**EXCERTO DO TEXTO**
□ □ □ □

Pedro Ivo Carvalho
| Jornal de Notícias | opinião
É uma esquizofrenia que se renova
todo o santo ano. Uns veem tudo a preto, outros veem tudo a branco. E, no
final, o Orçamento do Estado forra única e exclusivamente o coração de quem o
apresenta envolvido em papel dourado: o Governo.
Há várias formas possíveis de
qualificar o documento que servirá de bússola ao país em 2020, mas talvez a
expressão mais apropriada seja a da continuidade passiva. O que, parecendo um
defeito conjuntural, não é de todo uma tragédia, em particular se atendermos à
necessidade de acautelar o impacto económico de uma prometida crise
internacional.
Mas, lá está: se virmos tudo a
preto, é o apocalipse; se virmos tudo a branco, vamos transformar-nos na
Suécia. Nem uma coisa nem outra. Aliás, quem, a cada ano que passa, sonha com
revoluções à boleia do Orçamento do Estado já devia ter aprendido que ele não
serve para isso. E este, em particular, é uma antítese reforçada desses estados
de alma, porque está assente em dois pilares de betão pragmático: cobrança
vigorosa de impostos e proteção leonina das contas públicas. Desígnios, de
resto, que se interligam: o histórico saldo orçamental conquistado, como notou
Mário Centeno, só se garante à custa dos contribuintes.
A carga fiscal aumenta (para o
patamar mais alto desde 1995) e as mexidas nos escalões do IRS vão traduzir-se
numa perda efetiva de poder de compra para muitos cidadãos (porque a
atualização fica abaixo dos valores da inflação). Donde se conclui que o
primeiro Orçamento do Estado da era pós-geringonça não está preocupado em
cumprir os mínimos ideológicos da devolução de rendimentos.

□ □ □ □

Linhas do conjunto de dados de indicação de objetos
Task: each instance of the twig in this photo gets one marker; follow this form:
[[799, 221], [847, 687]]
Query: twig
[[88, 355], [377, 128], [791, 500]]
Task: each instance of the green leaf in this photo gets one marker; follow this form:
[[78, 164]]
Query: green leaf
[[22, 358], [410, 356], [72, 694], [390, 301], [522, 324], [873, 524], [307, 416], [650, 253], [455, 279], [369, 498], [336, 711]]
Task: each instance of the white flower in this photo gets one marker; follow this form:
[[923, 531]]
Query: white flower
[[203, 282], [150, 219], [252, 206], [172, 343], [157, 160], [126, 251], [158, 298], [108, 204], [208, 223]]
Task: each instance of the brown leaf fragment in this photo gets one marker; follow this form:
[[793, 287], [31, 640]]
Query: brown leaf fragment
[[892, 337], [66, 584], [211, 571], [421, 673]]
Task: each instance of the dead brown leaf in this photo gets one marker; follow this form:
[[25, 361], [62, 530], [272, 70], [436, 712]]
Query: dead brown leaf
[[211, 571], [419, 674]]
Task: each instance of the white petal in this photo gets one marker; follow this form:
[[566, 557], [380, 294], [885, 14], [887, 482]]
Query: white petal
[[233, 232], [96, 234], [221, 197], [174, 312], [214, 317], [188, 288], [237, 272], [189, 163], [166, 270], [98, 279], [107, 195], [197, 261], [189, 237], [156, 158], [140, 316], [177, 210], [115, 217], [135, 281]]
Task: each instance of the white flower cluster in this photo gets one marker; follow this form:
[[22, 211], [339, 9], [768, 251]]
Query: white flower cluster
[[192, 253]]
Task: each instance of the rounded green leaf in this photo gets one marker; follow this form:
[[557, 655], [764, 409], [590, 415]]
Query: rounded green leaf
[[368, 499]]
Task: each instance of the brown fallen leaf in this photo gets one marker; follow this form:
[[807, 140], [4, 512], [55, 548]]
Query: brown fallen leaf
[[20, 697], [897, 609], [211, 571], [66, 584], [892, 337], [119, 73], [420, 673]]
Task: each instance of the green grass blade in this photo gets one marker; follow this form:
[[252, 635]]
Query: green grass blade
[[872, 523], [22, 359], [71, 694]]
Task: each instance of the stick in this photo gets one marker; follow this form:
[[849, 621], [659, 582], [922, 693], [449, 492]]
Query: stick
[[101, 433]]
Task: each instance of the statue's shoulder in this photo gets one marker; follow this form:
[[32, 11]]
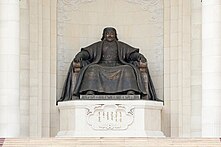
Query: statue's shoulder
[[123, 44]]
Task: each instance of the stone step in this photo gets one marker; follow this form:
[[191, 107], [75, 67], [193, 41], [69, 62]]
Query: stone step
[[112, 142]]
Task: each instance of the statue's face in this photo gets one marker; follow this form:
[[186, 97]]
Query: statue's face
[[110, 35]]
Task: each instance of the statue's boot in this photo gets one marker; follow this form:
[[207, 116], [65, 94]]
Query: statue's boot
[[90, 92], [130, 92]]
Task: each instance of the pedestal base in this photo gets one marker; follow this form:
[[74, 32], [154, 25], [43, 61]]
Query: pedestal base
[[110, 118]]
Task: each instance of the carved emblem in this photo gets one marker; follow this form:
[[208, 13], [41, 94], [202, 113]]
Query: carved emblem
[[110, 117]]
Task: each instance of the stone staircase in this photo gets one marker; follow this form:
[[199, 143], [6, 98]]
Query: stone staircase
[[111, 142]]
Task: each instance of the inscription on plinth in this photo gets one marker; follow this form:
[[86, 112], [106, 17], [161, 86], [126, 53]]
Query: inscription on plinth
[[110, 97], [110, 117]]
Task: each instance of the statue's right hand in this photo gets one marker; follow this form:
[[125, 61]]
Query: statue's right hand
[[77, 59]]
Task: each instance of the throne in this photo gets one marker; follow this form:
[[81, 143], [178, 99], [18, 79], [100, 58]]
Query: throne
[[143, 67]]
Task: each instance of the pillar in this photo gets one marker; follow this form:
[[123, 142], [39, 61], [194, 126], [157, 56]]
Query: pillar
[[9, 68], [211, 68]]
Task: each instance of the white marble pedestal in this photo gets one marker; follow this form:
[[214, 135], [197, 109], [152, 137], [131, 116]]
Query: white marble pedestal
[[110, 118]]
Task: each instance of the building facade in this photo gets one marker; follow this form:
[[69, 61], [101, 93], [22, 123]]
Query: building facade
[[36, 48]]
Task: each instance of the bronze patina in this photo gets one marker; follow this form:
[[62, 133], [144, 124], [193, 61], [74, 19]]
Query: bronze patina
[[108, 67]]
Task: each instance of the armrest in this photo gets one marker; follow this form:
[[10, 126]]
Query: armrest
[[77, 67], [143, 67]]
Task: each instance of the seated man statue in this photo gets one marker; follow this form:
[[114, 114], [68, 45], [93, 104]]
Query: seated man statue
[[108, 67]]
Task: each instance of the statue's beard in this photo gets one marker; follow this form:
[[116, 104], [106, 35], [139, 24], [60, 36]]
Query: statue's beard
[[110, 39]]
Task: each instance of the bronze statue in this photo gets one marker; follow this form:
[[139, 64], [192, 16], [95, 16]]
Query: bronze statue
[[108, 67]]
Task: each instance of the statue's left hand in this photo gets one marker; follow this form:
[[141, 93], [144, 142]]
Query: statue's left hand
[[142, 59]]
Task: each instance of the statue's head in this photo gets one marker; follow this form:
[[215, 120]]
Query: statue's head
[[109, 34]]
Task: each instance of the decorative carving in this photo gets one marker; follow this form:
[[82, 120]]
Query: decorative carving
[[110, 117]]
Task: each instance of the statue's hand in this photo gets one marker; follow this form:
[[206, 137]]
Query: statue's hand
[[77, 59], [142, 59]]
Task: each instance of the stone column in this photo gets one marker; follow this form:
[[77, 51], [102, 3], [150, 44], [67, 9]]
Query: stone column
[[211, 68], [9, 68]]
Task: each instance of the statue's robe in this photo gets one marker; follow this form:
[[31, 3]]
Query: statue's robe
[[95, 53]]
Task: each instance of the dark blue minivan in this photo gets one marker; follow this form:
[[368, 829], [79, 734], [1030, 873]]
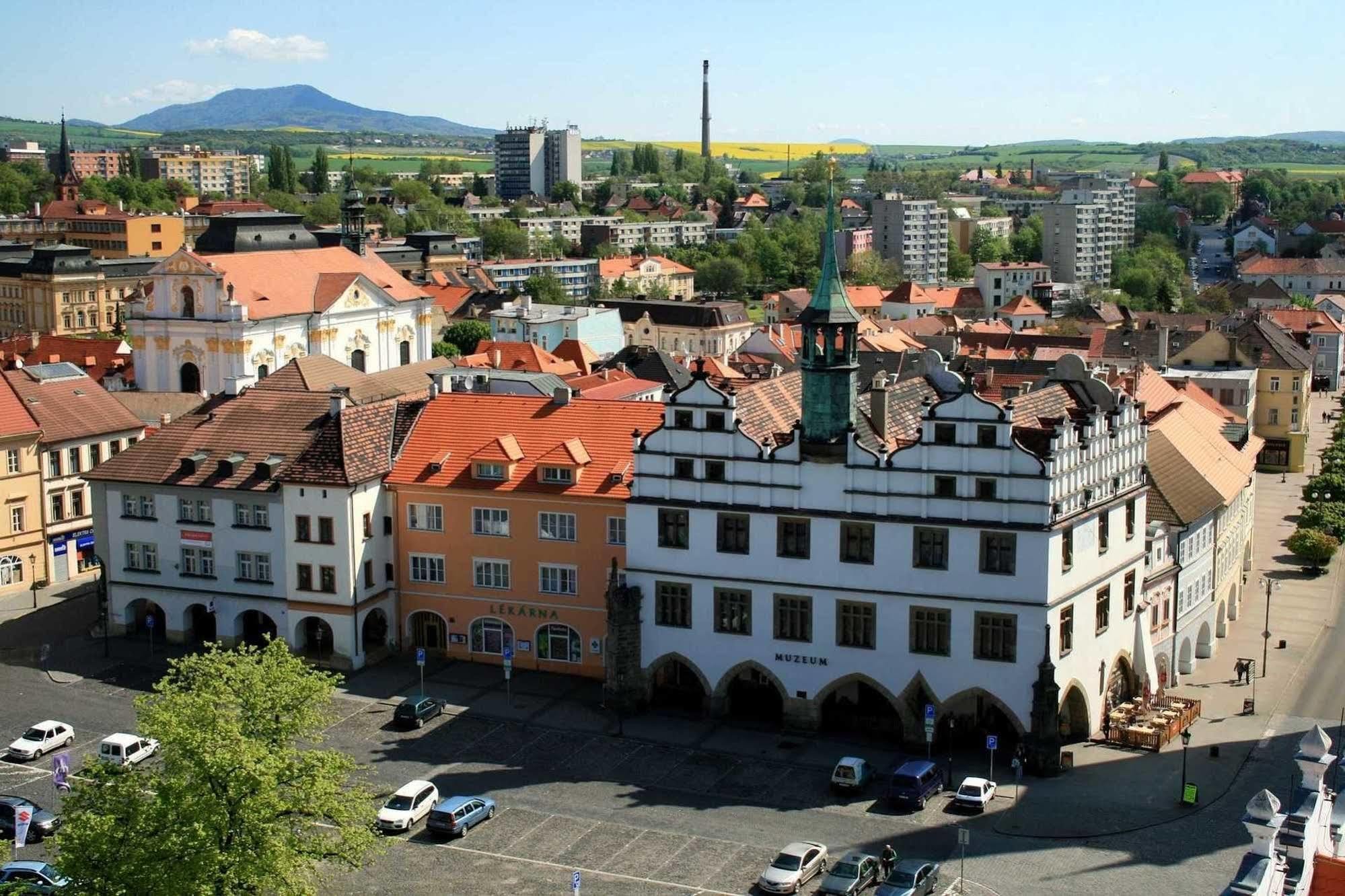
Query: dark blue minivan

□ □ □ □

**EXERCÍCIOS A RESOLVER**
1 > Transcreve, na íntegra, cada frase do texto de opinião em que surge a expressão "Orçamento do Estado".
2 > Devolve o trecho do texto de opinião que abre com as palavras que contêm "Pedro Ivo Carvalho" e fecha com "internacional.".

**RESPOSTAS**
1 >
- E, no final, o Orçamento do Estado forra única e exclusivamente o coração de quem o apresenta envolvido em papel dourado: o Governo.
- Aliás, quem, a cada ano que passa, sonha com revoluções à boleia do Orçamento do Estado já devia ter aprendido que ele não serve para isso.
- Donde se conclui que o primeiro Orçamento do Estado da era pós-geringonça não está preocupado em cumprir os mínimos ideológicos da devolução de rendimentos.

2 >
Pedro Ivo Carvalho
| Jornal de Notícias | opinião
É uma esquizofrenia que se renova
todo o santo ano. Uns veem tudo a preto, outros veem tudo a branco. E, no
final, o Orçamento do Estado forra única e exclusivamente o coração de quem o
apresenta envolvido em papel dourado: o Governo.
Há várias formas possíveis de
qualificar o documento que servirá de bússola ao país em 2020, mas talvez a
expressão mais apropriada seja a da continuidade passiva. O que, parecendo um
defeito conjuntural, não é de todo uma tragédia, em particular se atendermos à
necessidade de acautelar o impacto económico de uma prometida crise
internacional.